INSTRUCTIONS FOR THE TASK:
Rewrite all of the items below as a numbered list, dropping any blank lines and omitting the pictures.

DATA ENTRIES:
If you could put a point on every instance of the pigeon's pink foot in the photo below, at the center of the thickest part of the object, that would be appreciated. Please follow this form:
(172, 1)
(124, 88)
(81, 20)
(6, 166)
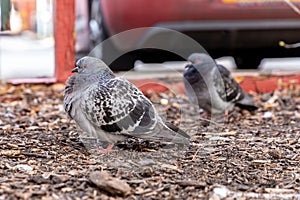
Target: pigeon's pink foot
(108, 149)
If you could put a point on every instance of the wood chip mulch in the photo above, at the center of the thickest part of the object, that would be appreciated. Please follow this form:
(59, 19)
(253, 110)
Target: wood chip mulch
(245, 156)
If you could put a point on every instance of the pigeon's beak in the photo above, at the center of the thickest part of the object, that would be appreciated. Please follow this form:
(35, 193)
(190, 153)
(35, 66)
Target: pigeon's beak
(75, 70)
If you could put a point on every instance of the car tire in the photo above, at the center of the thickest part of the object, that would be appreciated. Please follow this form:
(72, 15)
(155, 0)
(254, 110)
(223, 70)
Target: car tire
(247, 61)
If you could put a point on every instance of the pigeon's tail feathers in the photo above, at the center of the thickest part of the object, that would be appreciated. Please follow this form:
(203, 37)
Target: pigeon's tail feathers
(247, 103)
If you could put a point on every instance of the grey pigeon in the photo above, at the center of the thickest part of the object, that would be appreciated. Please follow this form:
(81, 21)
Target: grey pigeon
(211, 86)
(111, 108)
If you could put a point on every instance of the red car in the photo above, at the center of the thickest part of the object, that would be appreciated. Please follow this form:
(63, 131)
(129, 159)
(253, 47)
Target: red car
(248, 30)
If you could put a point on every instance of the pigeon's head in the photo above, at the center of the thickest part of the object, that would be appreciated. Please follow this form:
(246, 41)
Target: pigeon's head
(90, 65)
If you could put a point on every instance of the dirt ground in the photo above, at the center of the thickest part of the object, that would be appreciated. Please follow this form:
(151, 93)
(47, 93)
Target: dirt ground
(247, 156)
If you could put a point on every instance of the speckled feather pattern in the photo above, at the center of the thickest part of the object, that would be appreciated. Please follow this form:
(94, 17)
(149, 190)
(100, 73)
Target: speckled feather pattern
(212, 86)
(111, 108)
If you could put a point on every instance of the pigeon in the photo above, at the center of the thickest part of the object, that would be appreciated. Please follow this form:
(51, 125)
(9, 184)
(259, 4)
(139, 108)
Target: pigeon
(211, 86)
(112, 109)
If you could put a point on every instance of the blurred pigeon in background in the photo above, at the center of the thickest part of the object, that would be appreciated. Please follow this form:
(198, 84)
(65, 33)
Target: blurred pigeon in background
(212, 88)
(112, 109)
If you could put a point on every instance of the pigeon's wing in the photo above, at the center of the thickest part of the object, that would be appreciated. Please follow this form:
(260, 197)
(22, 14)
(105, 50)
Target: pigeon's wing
(118, 107)
(228, 89)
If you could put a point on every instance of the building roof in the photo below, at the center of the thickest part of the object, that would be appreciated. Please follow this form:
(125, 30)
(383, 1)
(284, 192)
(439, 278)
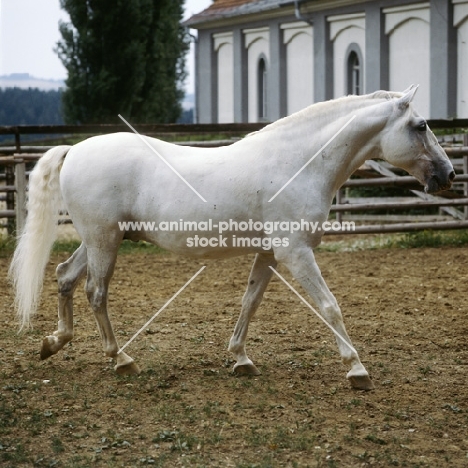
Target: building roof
(221, 9)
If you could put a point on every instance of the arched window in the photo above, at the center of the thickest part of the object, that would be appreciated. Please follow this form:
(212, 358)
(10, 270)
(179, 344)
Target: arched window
(354, 71)
(262, 90)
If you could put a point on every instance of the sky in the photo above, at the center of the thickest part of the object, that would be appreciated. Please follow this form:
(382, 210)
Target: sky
(29, 33)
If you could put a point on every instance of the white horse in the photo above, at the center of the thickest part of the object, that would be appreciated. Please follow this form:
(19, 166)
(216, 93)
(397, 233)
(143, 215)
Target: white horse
(109, 179)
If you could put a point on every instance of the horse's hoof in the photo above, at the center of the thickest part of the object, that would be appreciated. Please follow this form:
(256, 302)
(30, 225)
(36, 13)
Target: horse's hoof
(127, 369)
(46, 350)
(361, 382)
(246, 369)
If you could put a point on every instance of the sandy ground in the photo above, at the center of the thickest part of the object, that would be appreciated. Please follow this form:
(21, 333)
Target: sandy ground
(405, 311)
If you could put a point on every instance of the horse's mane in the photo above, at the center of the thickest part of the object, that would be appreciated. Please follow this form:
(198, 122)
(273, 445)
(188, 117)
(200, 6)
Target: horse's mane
(328, 108)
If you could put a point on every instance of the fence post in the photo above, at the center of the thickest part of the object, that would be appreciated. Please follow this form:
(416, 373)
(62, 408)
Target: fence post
(20, 185)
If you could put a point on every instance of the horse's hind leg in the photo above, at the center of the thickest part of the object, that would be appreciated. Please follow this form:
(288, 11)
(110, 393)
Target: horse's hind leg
(259, 278)
(69, 274)
(101, 262)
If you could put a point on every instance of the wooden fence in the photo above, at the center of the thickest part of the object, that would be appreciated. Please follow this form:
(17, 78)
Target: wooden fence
(17, 159)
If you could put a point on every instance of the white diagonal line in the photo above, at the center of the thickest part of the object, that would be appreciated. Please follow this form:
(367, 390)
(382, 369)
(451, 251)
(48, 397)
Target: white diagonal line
(312, 158)
(161, 309)
(313, 310)
(162, 159)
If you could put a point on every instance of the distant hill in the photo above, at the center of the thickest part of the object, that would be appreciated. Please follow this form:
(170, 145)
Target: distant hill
(25, 81)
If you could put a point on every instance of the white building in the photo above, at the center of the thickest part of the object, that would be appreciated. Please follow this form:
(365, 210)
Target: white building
(262, 60)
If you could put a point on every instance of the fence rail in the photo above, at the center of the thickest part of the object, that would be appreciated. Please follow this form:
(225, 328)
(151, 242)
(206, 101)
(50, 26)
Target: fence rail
(14, 161)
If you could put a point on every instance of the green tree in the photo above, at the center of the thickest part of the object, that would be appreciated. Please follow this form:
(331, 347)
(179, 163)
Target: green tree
(123, 57)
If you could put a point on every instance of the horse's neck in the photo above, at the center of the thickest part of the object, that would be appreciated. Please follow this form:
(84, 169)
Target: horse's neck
(348, 150)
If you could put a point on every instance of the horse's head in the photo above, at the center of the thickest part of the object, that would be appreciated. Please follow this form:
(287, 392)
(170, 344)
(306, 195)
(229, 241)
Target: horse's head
(407, 142)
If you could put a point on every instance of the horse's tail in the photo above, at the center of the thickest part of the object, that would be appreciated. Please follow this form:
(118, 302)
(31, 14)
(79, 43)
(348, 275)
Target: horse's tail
(32, 253)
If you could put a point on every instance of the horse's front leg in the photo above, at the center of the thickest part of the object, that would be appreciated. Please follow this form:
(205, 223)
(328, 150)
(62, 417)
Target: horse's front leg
(259, 278)
(301, 263)
(69, 274)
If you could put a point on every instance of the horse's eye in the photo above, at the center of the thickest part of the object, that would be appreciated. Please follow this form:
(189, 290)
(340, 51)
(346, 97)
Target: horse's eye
(422, 127)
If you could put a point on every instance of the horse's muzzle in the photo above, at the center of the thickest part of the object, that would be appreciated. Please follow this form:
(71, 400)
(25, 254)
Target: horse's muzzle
(439, 182)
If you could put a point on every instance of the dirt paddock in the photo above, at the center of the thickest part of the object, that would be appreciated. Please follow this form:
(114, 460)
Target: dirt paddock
(405, 310)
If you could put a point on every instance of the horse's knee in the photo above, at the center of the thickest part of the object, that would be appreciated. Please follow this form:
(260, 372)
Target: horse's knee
(97, 295)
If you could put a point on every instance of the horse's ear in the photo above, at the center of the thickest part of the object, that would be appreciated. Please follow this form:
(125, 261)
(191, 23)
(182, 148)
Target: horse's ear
(407, 97)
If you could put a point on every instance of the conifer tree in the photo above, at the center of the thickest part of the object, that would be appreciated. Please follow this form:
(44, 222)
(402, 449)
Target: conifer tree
(123, 57)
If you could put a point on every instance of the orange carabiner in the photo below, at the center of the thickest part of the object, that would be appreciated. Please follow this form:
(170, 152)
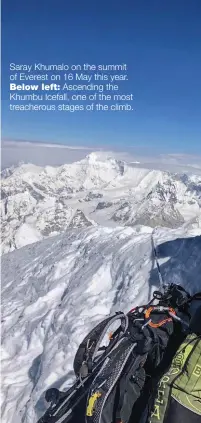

FULL OUTPUT:
1. If you could put a point on every instance of the pigeon's pink foot in the photo below, at the center of the thickest part of the object, that would be appreciated. Please follow this form:
2. (172, 1)
3. (124, 88)
4. (81, 20)
5. (6, 166)
6. Target: pigeon's pink foot
7. (108, 149)
8. If you could put a point on every instance of the wood chip mulch in the photo above, at the center of the thickest part of the object, that would be appreciated. Please follow this form:
9. (59, 19)
10. (253, 110)
11. Target: wood chip mulch
12. (245, 156)
13. If you could put a point on every instance of the pigeon's beak in the photo above, at the center of the thickest part of the object, that would be appreciated. Please follow this form:
14. (35, 193)
15. (190, 153)
16. (35, 66)
17. Target: pigeon's beak
18. (75, 70)
19. If you could put a point on every instance of the car tire in the photo above, at the center of the thickest part of the object, that would be appreciated. Please follow this form:
20. (72, 15)
21. (155, 0)
22. (254, 110)
23. (223, 70)
24. Target: car tire
25. (247, 61)
26. If you could put a point on every instance of the pigeon's tail feathers in the photo above, at the center of the thickest part of the object, that would be appreciated. Please follow this form:
27. (203, 37)
28. Target: pigeon's tail feathers
29. (247, 103)
30. If you could put a point on every instance of the grey pigeon in the photo above, at the center of the thickest part of the object, that would be appreciated. Please follow this form:
31. (81, 21)
32. Target: grey pigeon
33. (211, 86)
34. (111, 108)
35. If you could put a point on every instance of the red car in the photo above, at the center of the thickest part of the object, that would be appreciated. Please follow this form:
36. (63, 131)
37. (129, 159)
38. (253, 47)
39. Target: red car
40. (248, 30)
41. If you could put a point on every instance of the pigeon's head in the photo above, at the center of the thickest part of the object, that would be appreciated. Please follow this form:
42. (246, 41)
43. Target: pigeon's head
44. (90, 65)
45. If you could put a point on every instance of the dirt ground in the photo above, at the center of the thickest part of the object, that would be appreciated. Please follow this form:
46. (151, 93)
47. (47, 93)
48. Target: dirt ground
49. (247, 156)
50. If you could put a point on every instance of the speckled feather pattern in the photo above, at the center of the thickest part of the object, that would be appreciated. Please follow this form:
51. (94, 17)
52. (149, 190)
53. (100, 73)
54. Target: speckled feather pattern
55. (212, 86)
56. (111, 108)
57. If you could put a point on every instance of the pigeon in the photo above, at the center of the thickest part of the object, that would be appreciated. Please follow this form:
58. (51, 125)
59. (9, 184)
60. (259, 4)
61. (139, 108)
62. Target: pigeon
63. (211, 86)
64. (112, 109)
65. If you could put a point on every instance of the blurred pigeon in background in the photo above, at the center of the thickest part of the object, that would be appreciated. Please follow this form:
66. (198, 84)
67. (65, 33)
68. Target: blurred pigeon in background
69. (212, 88)
70. (112, 109)
71. If you could put a point on every instance of the pigeon's wing in the photo above, at the center of the thickest part of the object, that would be appreciated. Please follow this form:
72. (260, 197)
73. (22, 14)
74. (105, 50)
75. Target: pigeon's wing
76. (118, 107)
77. (228, 89)
78. If you could put a point on every instance of the building roof in the photo below, at the center of the thickest part of the object, that would be appreciated. Please follow this form:
79. (125, 30)
80. (383, 1)
81. (284, 192)
82. (439, 278)
83. Target: building roof
84. (221, 9)
85. If you could put a point on every instance of the arched window in the photo above, at the center of the thickest part of the object, that would be appreciated. Please follow this form:
86. (212, 358)
87. (10, 270)
88. (179, 344)
89. Target: arched window
90. (354, 71)
91. (262, 90)
92. If you could put a point on every instance of the sky in the photo above, at the center of the thickest part of the object, that would be appreciated. Please follow this form:
93. (382, 210)
94. Target: sky
95. (29, 33)
96. If you could put a point on every instance of the white horse in the photo above, at the center of the thickest part of the object, that would be appreciated. Please follow this form:
97. (19, 166)
98. (216, 93)
99. (397, 233)
100. (143, 215)
101. Target: white horse
102. (109, 179)
103. If you could put a point on every instance of the horse's hoof in the photo above, at the center of the thickest part of the object, that would be appreciated. Please follow this form:
104. (256, 302)
105. (30, 225)
106. (36, 13)
107. Target: horse's hoof
108. (127, 369)
109. (46, 350)
110. (361, 382)
111. (246, 369)
112. If you could put a point on every instance of the sandy ground in the photo above, at the center of the thickest part of the object, that would be appreciated. Please follow this form:
113. (21, 333)
114. Target: sandy ground
115. (405, 311)
116. If you could put a point on every instance of the horse's mane in the photo above, at the center of the thickest part of the object, that would be appreciated. Please follow this form:
117. (198, 122)
118. (273, 445)
119. (188, 117)
120. (200, 6)
121. Target: horse's mane
122. (328, 108)
123. If you could put a point on every instance of the fence post in the photo above, at the center of the thickest part of the object, that would be appreciated. Please follow this form:
124. (416, 373)
125. (62, 408)
126. Target: fence post
127. (20, 185)
128. If you could put a point on every instance of the horse's hind leg in the photo above, at the center of the thickest part of the object, that would be appreciated. Please follow this form:
129. (288, 11)
130. (110, 393)
131. Target: horse's hind leg
132. (259, 278)
133. (69, 274)
134. (101, 262)
135. If you could put a point on every instance of the wooden fence in the photo above, at the center of the thickest part of the object, that would be appreciated. Please follow this form:
136. (17, 78)
137. Target: wooden fence
138. (17, 159)
139. If you could put a point on every instance of the white diagonal line in the photo above, at the center of the thickest part of the object, that would be appreciated. Please follow this form:
140. (367, 390)
141. (382, 369)
142. (451, 251)
143. (48, 397)
144. Target: white diagonal line
145. (312, 158)
146. (161, 309)
147. (313, 310)
148. (162, 159)
149. If you could put a point on every instance of the distant hill in the photo above, at the center of the thickest part of the object, that would be appreciated. Please follow this form:
150. (170, 145)
151. Target: distant hill
152. (25, 81)
153. If you could put a point on every instance of the white building in the photo above, at the center of the thickest part of the object, that would be appreciated. Please follow this form:
154. (365, 210)
155. Target: white building
156. (262, 60)
157. If you could put a point on every instance of the fence rail in the photo above, at the center of the thickest part of the object, that would be appreciated. Please follow this form:
158. (225, 328)
159. (151, 242)
160. (206, 101)
161. (50, 26)
162. Target: fence rail
163. (14, 161)
164. If you could put a point on every instance of the green tree in the photo above, at the center of the thickest part of the object, that would be appreciated. Please follow this form:
165. (331, 347)
166. (179, 163)
167. Target: green tree
168. (123, 57)
169. If you could put a point on every instance of the horse's neck in the photo above, at the center of the thickest part of the object, that would be appreciated. Please follow this form:
170. (84, 169)
171. Target: horse's neck
172. (348, 150)
173. If you could put a point on every instance of the horse's head in the photo above, at the center of the thickest part of the object, that would be appreciated. Please follow this form:
174. (287, 392)
175. (170, 344)
176. (306, 195)
177. (229, 241)
178. Target: horse's head
179. (407, 142)
180. If you could put a point on every instance of the horse's tail in the photo above, at the center of the thickest part of the object, that would be appreciated. Please follow this form:
181. (118, 302)
182. (31, 14)
183. (79, 43)
184. (348, 275)
185. Target: horse's tail
186. (32, 253)
187. If you could put a point on every instance of the horse's front leg in the photo above, at the center of the thickest part of the object, that would be appreciated. Please follow this form:
188. (205, 223)
189. (328, 150)
190. (62, 417)
191. Target: horse's front leg
192. (259, 278)
193. (301, 263)
194. (69, 274)
195. If you could put a point on every instance of the horse's eye in the photo above, at the center of the thickest part of the object, that would be appreciated. Please follow this form:
196. (189, 290)
197. (340, 51)
198. (346, 97)
199. Target: horse's eye
200. (422, 127)
201. If you could put a point on every instance of the horse's muzzle in the photo above, at the center of the thickest part of the object, that would be appreciated. Please follow this form:
202. (71, 400)
203. (25, 254)
204. Target: horse's muzzle
205. (439, 182)
206. If you could put a point on every instance of the dirt paddock in the photo above, at the center of the thickest part of the object, that would be appreciated. Please follow this form:
207. (114, 460)
208. Target: dirt paddock
209. (405, 310)
210. If you could put a point on every instance of the horse's knee in the photo above, at the center of the thickest part of the object, that would be appreciated. Please follow this form:
211. (260, 372)
212. Target: horse's knee
213. (97, 295)
214. If you could put a point on every instance of the horse's ear in the photo above, at the center of the thickest part of the object, that would be appreciated. Please follow this form:
215. (125, 261)
216. (191, 23)
217. (182, 148)
218. Target: horse's ear
219. (407, 97)
220. If you could put a point on every instance of the conifer tree in the photo above, at the center of the thickest part of the object, that would be appreciated. Please follow this form:
221. (44, 222)
222. (402, 449)
223. Target: conifer tree
224. (123, 57)
225. If you could put a point on every instance of the orange carabiner in the photo below, at the center of the thickest part of the object, that would be appreciated. Please follow this form:
226. (170, 152)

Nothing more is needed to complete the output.